**TASK TO CARRY OUT**
Copy every line of the records below word for word. Do not include the pictures.

**DATA TO PROCESS**
—————
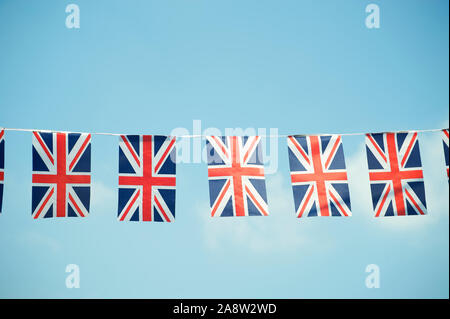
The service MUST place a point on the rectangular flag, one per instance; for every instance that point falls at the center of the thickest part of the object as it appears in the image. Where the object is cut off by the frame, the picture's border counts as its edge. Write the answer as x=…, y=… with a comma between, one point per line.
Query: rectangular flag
x=395, y=174
x=237, y=184
x=147, y=176
x=445, y=142
x=61, y=175
x=319, y=176
x=2, y=166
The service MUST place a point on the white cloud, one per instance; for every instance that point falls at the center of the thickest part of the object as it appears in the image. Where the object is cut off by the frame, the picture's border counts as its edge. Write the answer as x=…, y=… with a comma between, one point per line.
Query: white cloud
x=280, y=232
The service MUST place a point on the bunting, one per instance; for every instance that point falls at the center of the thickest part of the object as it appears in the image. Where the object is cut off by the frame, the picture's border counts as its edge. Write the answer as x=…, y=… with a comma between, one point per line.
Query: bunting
x=395, y=173
x=61, y=175
x=237, y=184
x=445, y=142
x=2, y=166
x=319, y=176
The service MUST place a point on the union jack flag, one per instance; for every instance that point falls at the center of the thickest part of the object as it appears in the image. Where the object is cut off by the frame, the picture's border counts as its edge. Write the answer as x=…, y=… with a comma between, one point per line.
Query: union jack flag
x=236, y=176
x=147, y=173
x=61, y=175
x=395, y=173
x=445, y=142
x=318, y=176
x=2, y=166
—————
**THE RESULT**
The service MUST place a point on the rectangular flag, one per instance; for every instance that point falls at the center of the thickest part of the object as it appears in the image. Where the object is cut off by the frame, the picture's border counts as its edge. Write the answer as x=…, y=… with a comma between, one point per line.
Query: rectangular flag
x=395, y=174
x=237, y=184
x=147, y=176
x=445, y=142
x=61, y=175
x=319, y=176
x=2, y=166
The service MUST place a point on the white cloud, one per instance; for every instance that point falls at the center of the thickest part of the object as it appears in the image. Where the object is cut off by the frame, the picture's border counts as its edge. Write the answer as x=…, y=… with a comma between, one point per line.
Query: white cloud
x=280, y=232
The service MUST place a point on the bunting, one per instance; for every instance that point falls at the center of the thickest part of the object as it appears in the image. Where the object is cut off by the frame, the picture's border counts as its edge. Write the answer as x=…, y=… with a comma between, one point per line.
Query: bunting
x=395, y=173
x=61, y=175
x=237, y=184
x=445, y=142
x=2, y=166
x=319, y=176
The service MUST place a point on the union jack flag, one per instance; for every instance that point falls at the center of the thickest part of the object as it appears in the image. Where the object is cut off by the frame, the picture's border counts as its edge. Write the answer as x=…, y=… with a comma between, one point per line.
Query: union jack flag
x=236, y=176
x=147, y=173
x=61, y=175
x=395, y=173
x=445, y=142
x=318, y=176
x=2, y=166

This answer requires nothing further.